◆ Exercise aim: In the records, rewrite the stretch from the line containing "the white signboard" through the line containing "column 289, row 178", changing "scouting log" to "survey notes" and leaving all else untouched. Return only that stretch.

◆ Material supplied:
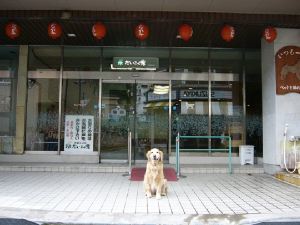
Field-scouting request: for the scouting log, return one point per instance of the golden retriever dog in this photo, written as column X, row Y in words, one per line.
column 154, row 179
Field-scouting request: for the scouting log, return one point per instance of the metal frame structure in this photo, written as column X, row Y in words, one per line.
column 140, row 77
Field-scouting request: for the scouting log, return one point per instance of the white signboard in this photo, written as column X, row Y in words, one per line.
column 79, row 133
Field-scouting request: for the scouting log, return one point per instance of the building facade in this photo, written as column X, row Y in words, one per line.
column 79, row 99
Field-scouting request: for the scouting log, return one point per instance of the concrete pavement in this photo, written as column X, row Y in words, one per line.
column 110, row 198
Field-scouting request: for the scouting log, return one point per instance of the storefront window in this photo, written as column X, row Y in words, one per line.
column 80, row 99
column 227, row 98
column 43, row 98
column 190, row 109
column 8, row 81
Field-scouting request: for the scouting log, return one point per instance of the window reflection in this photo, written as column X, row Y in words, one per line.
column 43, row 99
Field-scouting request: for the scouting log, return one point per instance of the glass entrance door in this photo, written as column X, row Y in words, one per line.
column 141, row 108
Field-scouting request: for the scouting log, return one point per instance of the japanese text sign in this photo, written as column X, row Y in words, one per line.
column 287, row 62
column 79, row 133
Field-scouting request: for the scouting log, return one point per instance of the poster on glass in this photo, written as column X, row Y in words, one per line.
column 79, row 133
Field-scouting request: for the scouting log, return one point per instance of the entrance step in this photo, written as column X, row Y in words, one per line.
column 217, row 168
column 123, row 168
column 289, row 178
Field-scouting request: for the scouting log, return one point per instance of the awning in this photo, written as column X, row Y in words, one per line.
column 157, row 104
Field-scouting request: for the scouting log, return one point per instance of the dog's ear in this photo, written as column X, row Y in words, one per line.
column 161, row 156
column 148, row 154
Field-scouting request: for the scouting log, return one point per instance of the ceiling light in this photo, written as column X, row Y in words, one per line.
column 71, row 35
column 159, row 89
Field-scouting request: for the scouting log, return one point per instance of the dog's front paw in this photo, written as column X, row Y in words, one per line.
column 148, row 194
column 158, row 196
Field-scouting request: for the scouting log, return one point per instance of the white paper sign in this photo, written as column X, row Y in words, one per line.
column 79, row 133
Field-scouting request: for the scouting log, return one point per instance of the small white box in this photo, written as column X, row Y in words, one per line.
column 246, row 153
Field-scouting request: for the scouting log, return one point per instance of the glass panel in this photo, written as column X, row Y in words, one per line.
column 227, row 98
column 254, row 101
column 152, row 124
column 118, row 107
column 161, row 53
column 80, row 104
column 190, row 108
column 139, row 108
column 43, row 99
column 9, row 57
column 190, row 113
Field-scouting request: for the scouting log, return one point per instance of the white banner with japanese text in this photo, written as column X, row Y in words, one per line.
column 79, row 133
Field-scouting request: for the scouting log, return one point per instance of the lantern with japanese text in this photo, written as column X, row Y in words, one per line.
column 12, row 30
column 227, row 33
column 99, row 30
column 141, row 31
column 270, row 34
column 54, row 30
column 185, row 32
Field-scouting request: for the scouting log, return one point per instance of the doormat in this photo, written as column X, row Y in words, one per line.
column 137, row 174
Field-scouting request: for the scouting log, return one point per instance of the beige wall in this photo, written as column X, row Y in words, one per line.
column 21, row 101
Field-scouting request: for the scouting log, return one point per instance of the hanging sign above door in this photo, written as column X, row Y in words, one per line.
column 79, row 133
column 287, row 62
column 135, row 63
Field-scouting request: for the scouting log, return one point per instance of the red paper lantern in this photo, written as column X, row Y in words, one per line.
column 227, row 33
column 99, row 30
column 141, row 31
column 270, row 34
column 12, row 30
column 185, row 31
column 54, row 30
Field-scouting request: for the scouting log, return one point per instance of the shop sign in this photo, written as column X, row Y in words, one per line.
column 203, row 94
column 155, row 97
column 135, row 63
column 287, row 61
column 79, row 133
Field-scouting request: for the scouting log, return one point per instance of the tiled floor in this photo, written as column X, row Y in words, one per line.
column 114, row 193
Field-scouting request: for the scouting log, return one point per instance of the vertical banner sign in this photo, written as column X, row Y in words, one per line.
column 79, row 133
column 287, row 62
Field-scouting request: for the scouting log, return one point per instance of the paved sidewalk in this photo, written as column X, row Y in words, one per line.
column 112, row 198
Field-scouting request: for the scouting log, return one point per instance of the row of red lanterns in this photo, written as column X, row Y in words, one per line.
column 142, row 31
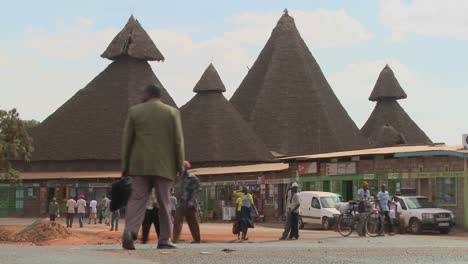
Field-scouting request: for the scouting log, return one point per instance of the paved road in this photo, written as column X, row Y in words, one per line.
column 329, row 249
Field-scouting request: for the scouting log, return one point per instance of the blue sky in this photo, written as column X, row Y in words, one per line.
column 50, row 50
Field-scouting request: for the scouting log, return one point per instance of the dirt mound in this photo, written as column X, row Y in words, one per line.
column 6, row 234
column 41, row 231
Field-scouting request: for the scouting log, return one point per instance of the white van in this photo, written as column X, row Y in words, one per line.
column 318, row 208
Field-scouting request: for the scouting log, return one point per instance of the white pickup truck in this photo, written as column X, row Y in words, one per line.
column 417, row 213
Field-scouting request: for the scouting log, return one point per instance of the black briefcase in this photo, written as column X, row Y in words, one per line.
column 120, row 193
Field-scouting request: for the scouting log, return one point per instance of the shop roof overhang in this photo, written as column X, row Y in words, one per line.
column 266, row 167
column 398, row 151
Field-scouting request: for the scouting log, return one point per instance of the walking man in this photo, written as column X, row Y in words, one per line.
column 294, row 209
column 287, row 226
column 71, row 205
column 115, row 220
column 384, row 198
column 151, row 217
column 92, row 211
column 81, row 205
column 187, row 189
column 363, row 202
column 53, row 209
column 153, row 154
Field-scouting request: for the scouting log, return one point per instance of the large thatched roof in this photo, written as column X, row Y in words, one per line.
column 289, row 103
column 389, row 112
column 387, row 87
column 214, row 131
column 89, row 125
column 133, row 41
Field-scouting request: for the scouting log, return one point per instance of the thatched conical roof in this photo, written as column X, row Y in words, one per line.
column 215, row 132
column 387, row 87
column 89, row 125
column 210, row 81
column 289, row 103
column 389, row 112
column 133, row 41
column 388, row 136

◆ Solution below:
Field-scouting request: for the survey notes, return one point per instance of the white signboard in this photo, written as column X, row Y in words, one per line.
column 79, row 133
Field-scouting request: for the survey notes, return one point per instance of the building facade in this photo, written as column X, row Y in words, one per line.
column 79, row 99
Field-scouting request: for the survey notes, return one point per instance of the concrete pavement in this photo, written as column X, row Y in words, one per line.
column 110, row 198
Field-scouting request: for the survey notes, return one point per instance of the storefront window in this photo, written as column X, row Y in words, one per line.
column 80, row 99
column 227, row 98
column 43, row 98
column 190, row 109
column 8, row 81
Field-scouting request: for the survey notes, return one point per instance of the window reflection in this photo, written as column X, row Y in words, one per line.
column 43, row 99
Field-scouting request: for the survey notes, return one point per instance of the glass entrance door in this photo, written as column X, row Y in words, one per line.
column 141, row 108
Field-scouting request: for the survey notes, return one point per instance of the japanese text sign in this photo, written as column X, row Y in words, one per line.
column 287, row 62
column 79, row 133
Field-scouting request: for the survey notes, return one point per instance of the poster on glass in this photo, written as column X, row Y in words, one per line.
column 79, row 133
Field-scouting request: for the survey notes, return one point per instance of the entrance step in this photo, written as column X, row Y in words, one per line.
column 217, row 168
column 123, row 168
column 289, row 178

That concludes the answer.